Exercise details
Below are the records; reproduce all of them exactly but without any images.

* START Input data *

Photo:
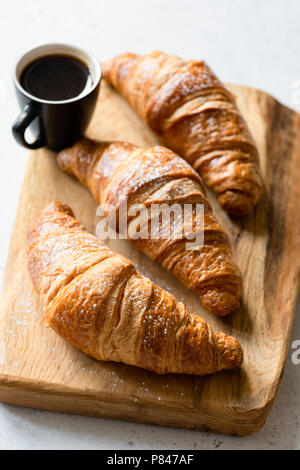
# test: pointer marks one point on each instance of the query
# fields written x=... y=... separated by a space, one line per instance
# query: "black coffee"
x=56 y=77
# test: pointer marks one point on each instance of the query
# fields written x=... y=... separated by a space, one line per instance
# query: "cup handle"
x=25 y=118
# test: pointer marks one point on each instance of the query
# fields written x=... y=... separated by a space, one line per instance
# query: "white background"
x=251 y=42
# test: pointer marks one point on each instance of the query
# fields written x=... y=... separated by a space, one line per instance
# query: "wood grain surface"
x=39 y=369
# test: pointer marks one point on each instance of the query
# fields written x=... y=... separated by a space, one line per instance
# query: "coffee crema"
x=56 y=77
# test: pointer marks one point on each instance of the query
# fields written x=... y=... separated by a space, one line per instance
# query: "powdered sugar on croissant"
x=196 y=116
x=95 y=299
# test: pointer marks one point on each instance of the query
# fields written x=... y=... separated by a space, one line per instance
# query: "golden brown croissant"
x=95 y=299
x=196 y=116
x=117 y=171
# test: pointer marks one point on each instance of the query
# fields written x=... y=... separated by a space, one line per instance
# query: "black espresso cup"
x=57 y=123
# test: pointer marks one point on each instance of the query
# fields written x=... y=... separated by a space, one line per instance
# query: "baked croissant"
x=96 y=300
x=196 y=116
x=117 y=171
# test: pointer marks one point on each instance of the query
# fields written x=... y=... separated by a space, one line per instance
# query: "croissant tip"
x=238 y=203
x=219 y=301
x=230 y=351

* END Input data *

Answer to the task
Photo:
# test: pointer marks one point on each instance of the query
# fields written x=... y=... separated by a space, one line per instance
# query: "black coffee"
x=56 y=77
# test: pointer marks one point on each instance of the query
# fields written x=... y=... separated by a space, one line per instance
# query: "cup handle"
x=25 y=118
# test: pointer marks one point on each instance of the query
# fields written x=... y=... separated by a space, one line per instance
# query: "white background"
x=251 y=42
# test: pointer marks one point on each instance of the query
# fields written x=... y=... separated by a space, one line per instance
# query: "wood grain surface"
x=39 y=369
# test: pointer marks one point on each instance of the query
# fields written x=... y=... separated by a space, one line per instance
# query: "coffee crema"
x=56 y=77
# test: pointer marks one point on each instance of the query
# fields written x=... y=... separated by a space, one line per instance
# query: "powdered sugar on croissant"
x=196 y=116
x=95 y=299
# test: pointer marks one point on each instance of the query
# fields written x=... y=... separated by a space, one line per instance
# query: "golden brown croissant"
x=95 y=299
x=196 y=116
x=117 y=171
# test: pointer marks one point on each instance of the query
# fields written x=... y=... separated by a space, one line per instance
# query: "black espresso cup"
x=57 y=123
# test: pointer marks one point on each instance of the query
# fields written x=... y=... separated by a space, one line per instance
# query: "baked croissant"
x=96 y=300
x=196 y=116
x=117 y=171
# test: pointer marks one point on each instance of the query
# fields written x=... y=... separated by a space, one line per instance
# query: "croissant tip"
x=238 y=203
x=219 y=301
x=230 y=351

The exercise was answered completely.